(Stored items)
---*---
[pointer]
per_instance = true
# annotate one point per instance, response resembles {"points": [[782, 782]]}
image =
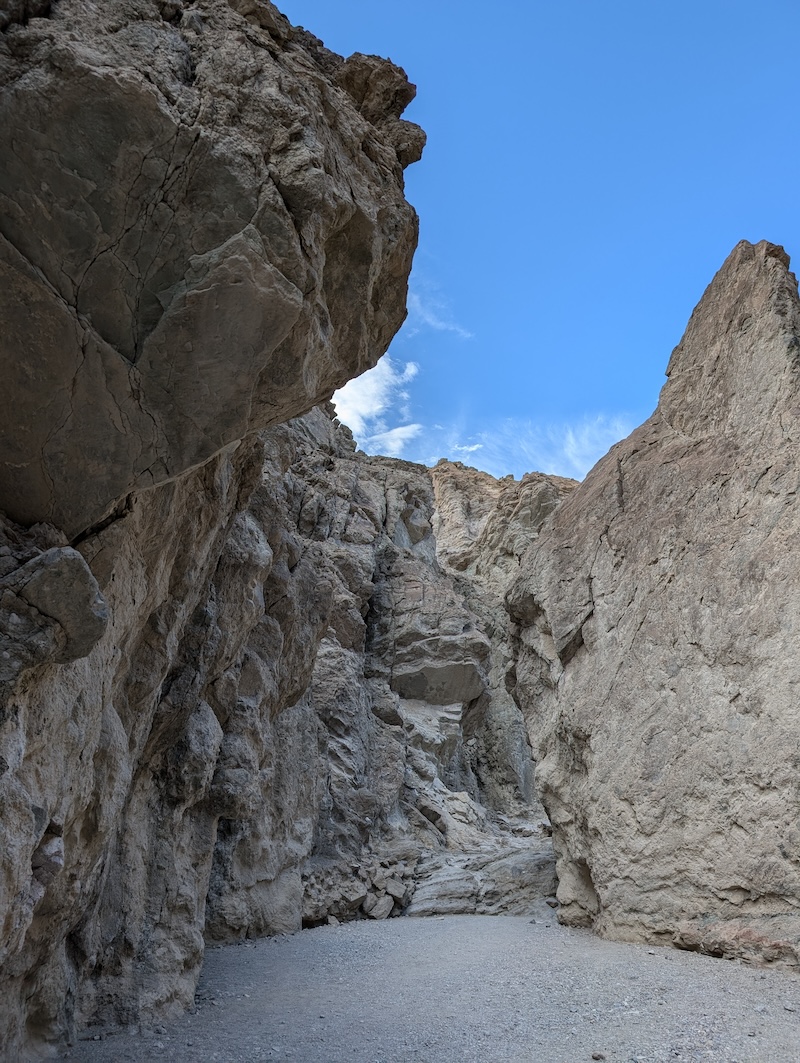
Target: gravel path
{"points": [[469, 990]]}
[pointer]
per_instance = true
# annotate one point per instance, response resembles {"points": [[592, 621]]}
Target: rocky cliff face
{"points": [[201, 209], [203, 233], [250, 678], [657, 620]]}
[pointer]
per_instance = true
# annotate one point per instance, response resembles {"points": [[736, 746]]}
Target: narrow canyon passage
{"points": [[467, 990]]}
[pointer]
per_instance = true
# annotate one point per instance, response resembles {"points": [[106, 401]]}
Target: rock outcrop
{"points": [[657, 664], [202, 233], [250, 679]]}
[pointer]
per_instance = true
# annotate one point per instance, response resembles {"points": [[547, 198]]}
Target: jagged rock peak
{"points": [[657, 658], [203, 215]]}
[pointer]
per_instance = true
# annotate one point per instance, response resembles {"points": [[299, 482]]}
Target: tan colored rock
{"points": [[657, 667]]}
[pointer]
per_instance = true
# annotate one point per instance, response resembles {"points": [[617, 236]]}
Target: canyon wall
{"points": [[657, 624], [203, 233], [251, 679]]}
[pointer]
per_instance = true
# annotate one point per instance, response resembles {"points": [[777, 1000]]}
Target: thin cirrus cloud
{"points": [[514, 446], [376, 406], [425, 308], [372, 402]]}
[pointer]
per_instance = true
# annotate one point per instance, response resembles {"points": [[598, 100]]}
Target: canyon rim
{"points": [[254, 679]]}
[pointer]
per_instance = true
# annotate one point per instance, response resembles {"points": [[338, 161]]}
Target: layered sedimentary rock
{"points": [[658, 618], [247, 686], [203, 233]]}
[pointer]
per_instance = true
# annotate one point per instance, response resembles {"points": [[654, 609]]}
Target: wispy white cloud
{"points": [[362, 402], [369, 403], [426, 307], [393, 441], [377, 408], [515, 446]]}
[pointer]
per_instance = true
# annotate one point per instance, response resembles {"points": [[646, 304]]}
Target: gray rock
{"points": [[208, 233]]}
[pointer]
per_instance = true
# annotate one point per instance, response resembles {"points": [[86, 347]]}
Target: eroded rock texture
{"points": [[658, 619], [202, 233]]}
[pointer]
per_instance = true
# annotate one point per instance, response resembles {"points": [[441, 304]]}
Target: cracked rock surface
{"points": [[202, 233], [658, 616]]}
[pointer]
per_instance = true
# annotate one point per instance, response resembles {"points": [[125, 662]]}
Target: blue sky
{"points": [[589, 168]]}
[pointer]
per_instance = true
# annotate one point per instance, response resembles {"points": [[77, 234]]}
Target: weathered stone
{"points": [[200, 235], [658, 612]]}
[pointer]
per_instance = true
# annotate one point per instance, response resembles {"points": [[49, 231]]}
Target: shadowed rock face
{"points": [[202, 233], [658, 617]]}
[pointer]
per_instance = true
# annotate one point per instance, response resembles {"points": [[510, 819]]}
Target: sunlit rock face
{"points": [[658, 617], [202, 233]]}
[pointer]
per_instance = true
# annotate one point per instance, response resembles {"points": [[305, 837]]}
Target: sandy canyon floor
{"points": [[467, 990]]}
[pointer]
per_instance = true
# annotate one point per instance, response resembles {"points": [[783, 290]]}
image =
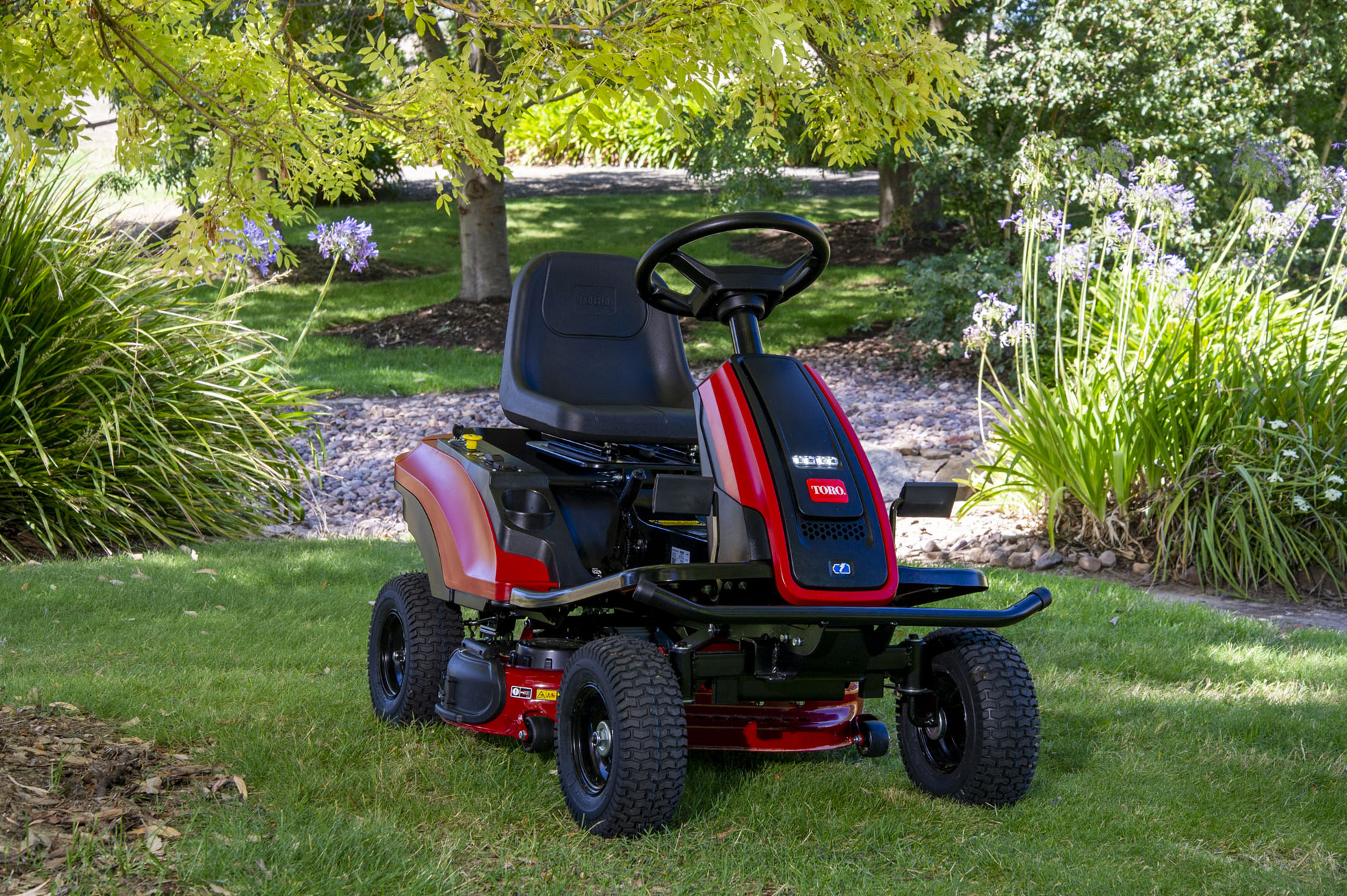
---*---
:: How to complete this task ::
Look above for the line containing "Target: sandy canyon floor"; output that line and all lines after it through the last one exactly, without the pictures.

:: Answer to this exercise ::
Target: sandy canyon floor
{"points": [[467, 990]]}
[pointer]
per_instance = true
# annotate one point per instance, response resembles {"points": [[783, 290]]}
image =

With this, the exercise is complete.